- [Extract to read]:
%%
America must promote its own interests--but it cannot do this 
by turning its back on the world. President Clinton has told 
the American people that we must compete, not retreat--that 
our national security in the post-Cold War period depends on 
our economic strength at home and abroad. The President is 
pursuing an aggressive, new economic strategy. That strategy 
is succeeding in strengthening our nation's ability to 
compete in the global marketplace by putting our own economic 
house in order; through efforts to open markets on a 
bilateral, regional, and multilateral basis; and by an 
aggressive export promotion strategy based on a strong 
public-private sector partnership. Let me explain.

Putting Our House in Order

Leadership begins at home. If we are to compete in the 21st 
century, we must solve our own domestic economic problems. 
This has been President Clinton's number-one economic policy 
priority. Two years ago, the President worked with Congress 
to achieve a five-year budget deficit-reduction package of 
$500 billion. In the last 26 months, we have created almost 6 
million new jobs. Last year's GNP growth reached 4%. American 
industry is operating at its highest capacity in 14 years, 
and our inflation and unemployment rates--the so-called 
"misery index"--are the lowest in 22 years. Employment in the 
Federal Government is heading for its lowest level since John 
F. Kennedy was President.

U.S. business has played a major role in the recovery. 
Corporate restructuring and productivity increases have been 
key. Not long ago, the Davos Economic Forum rated us the 
world's most competitive economy, pushing Japan out of its 
long-held first place for the first time since 1955. We are 
once again the world's greatest export machine.

In short, the United States is back--as a competitor and as a 
responsible manager of its own economy. But we cannot stop 
here. In our new legislative environment, we must continue to 
press on with deficit reduction and attack the root causes of 
American domestic anxiety, including the wage stagnation 
which has persisted despite job growth.

Market Access

A second part of the Clinton Administration's strategy is to 
support U.S. competitiveness by making the world an easier 
place for Americans to do business.

The Global Context. Through three administrations, the U.S. 
worked with our trading partners to complete the Uruguay 
Round. The result: a new World Trade Organization, with a 
broader scope, more authority, and a modern set of rules 
covering such issues as intellectual property, services, and 
investment. For the first time, we are addressing agriculture 
in a global context.
%%
- [Records provided]:
%%
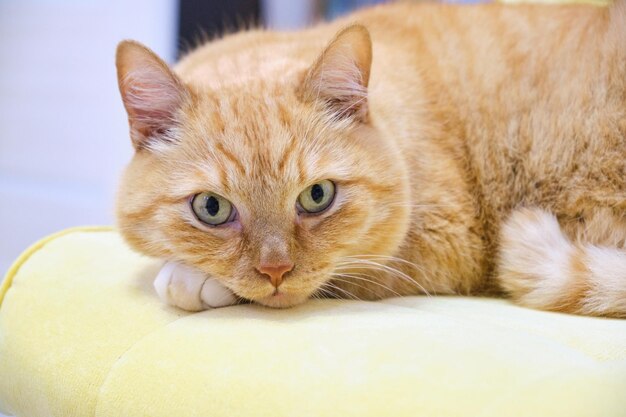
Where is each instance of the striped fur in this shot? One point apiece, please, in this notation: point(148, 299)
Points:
point(476, 149)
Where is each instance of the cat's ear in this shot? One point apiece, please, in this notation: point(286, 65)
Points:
point(340, 75)
point(151, 92)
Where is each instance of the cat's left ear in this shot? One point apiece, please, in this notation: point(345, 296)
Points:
point(340, 75)
point(152, 94)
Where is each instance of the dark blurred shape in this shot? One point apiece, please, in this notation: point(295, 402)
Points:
point(336, 8)
point(205, 19)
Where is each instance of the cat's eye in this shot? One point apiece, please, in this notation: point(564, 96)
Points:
point(317, 197)
point(212, 209)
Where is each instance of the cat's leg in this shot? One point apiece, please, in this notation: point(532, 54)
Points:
point(190, 289)
point(581, 272)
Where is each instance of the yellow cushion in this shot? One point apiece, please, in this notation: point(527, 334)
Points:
point(82, 333)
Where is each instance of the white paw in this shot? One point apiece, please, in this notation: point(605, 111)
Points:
point(190, 289)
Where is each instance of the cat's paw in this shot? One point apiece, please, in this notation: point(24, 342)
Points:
point(190, 289)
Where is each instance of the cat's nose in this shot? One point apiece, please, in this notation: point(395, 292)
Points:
point(275, 272)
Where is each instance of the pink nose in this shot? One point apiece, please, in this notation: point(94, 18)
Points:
point(275, 272)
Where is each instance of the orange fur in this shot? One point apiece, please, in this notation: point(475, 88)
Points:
point(437, 123)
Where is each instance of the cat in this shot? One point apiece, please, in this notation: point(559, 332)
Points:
point(404, 149)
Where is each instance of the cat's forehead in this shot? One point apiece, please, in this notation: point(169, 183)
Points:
point(245, 140)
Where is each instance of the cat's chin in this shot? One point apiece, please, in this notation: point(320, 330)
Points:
point(282, 300)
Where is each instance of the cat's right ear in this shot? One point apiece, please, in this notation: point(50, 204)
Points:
point(151, 92)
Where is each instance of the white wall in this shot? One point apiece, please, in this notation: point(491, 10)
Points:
point(63, 131)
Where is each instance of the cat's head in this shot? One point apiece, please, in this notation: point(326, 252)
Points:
point(267, 185)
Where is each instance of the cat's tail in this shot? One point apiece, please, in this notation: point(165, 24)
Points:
point(540, 267)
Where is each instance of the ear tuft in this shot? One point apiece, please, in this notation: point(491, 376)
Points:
point(340, 76)
point(151, 92)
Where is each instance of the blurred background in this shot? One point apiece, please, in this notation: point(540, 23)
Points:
point(63, 130)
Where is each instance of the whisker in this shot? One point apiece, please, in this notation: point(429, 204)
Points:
point(385, 268)
point(365, 280)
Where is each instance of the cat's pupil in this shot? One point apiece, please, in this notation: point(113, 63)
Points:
point(212, 206)
point(317, 193)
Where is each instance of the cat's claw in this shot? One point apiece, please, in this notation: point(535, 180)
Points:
point(190, 289)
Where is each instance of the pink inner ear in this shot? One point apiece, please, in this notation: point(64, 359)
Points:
point(151, 98)
point(341, 84)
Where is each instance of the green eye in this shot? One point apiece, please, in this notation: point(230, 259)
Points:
point(211, 208)
point(317, 197)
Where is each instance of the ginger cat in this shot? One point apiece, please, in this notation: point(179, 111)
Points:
point(403, 149)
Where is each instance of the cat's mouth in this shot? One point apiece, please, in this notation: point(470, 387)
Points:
point(282, 299)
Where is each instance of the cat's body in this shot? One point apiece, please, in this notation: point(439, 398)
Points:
point(478, 124)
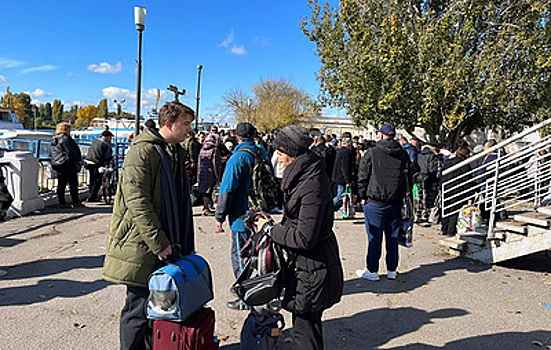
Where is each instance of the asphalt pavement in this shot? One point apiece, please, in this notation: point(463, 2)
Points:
point(53, 297)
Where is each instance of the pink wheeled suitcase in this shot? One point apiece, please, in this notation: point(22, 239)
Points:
point(195, 333)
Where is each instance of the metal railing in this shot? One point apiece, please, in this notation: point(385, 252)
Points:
point(497, 181)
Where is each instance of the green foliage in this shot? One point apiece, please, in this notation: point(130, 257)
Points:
point(447, 66)
point(85, 116)
point(275, 104)
point(70, 115)
point(57, 111)
point(24, 111)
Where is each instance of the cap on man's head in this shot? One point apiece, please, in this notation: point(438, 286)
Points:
point(387, 130)
point(245, 130)
point(346, 141)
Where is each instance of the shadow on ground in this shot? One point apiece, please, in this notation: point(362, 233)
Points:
point(538, 262)
point(363, 330)
point(413, 279)
point(7, 241)
point(47, 267)
point(48, 289)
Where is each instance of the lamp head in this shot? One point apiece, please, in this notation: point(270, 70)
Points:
point(139, 17)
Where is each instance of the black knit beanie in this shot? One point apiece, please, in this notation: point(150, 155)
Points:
point(293, 140)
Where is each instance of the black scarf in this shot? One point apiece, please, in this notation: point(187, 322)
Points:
point(176, 214)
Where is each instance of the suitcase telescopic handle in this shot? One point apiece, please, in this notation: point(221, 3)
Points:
point(168, 262)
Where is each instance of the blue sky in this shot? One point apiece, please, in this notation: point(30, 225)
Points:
point(82, 51)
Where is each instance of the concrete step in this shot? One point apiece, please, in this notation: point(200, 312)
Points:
point(473, 238)
point(453, 243)
point(533, 218)
point(514, 246)
point(545, 210)
point(513, 226)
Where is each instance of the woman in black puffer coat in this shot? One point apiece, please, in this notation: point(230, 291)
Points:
point(307, 230)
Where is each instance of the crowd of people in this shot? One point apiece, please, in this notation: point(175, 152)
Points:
point(168, 165)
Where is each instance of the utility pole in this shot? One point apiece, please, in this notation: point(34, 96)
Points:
point(199, 68)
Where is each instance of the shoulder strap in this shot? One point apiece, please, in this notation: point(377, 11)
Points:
point(169, 202)
point(250, 151)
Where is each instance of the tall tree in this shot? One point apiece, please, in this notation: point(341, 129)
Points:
point(85, 116)
point(70, 115)
point(8, 100)
point(47, 111)
point(103, 111)
point(57, 111)
point(447, 66)
point(24, 111)
point(275, 104)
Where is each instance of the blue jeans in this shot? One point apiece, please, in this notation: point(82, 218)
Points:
point(337, 201)
point(381, 218)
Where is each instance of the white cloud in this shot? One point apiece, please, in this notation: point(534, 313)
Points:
point(45, 68)
point(238, 50)
point(7, 63)
point(148, 97)
point(39, 93)
point(262, 41)
point(230, 38)
point(105, 68)
point(68, 104)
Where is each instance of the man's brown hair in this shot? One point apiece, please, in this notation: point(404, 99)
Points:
point(171, 111)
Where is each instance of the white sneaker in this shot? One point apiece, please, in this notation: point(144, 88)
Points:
point(368, 275)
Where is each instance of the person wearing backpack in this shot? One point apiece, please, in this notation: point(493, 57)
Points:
point(316, 277)
point(151, 205)
point(233, 199)
point(382, 186)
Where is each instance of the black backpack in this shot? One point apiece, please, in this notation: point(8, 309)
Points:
point(266, 263)
point(263, 192)
point(261, 331)
point(59, 155)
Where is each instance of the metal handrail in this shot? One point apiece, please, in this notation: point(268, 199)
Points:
point(509, 181)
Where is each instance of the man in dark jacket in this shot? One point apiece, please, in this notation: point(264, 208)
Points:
point(316, 281)
point(412, 152)
point(149, 219)
point(455, 195)
point(233, 199)
point(382, 182)
point(66, 160)
point(343, 170)
point(99, 155)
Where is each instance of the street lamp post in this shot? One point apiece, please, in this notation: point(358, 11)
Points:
point(199, 68)
point(139, 20)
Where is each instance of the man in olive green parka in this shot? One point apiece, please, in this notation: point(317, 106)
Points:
point(137, 240)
%%
- [Exercise description]: Repeat the part of the U.S. economic strategy text from "A second part" to "to do business." word for word.

- [Answer to this task]:
A second part of the Clinton Administration's strategy is to 
support U.S. competitiveness by making the world an easier 
place for Americans to do business.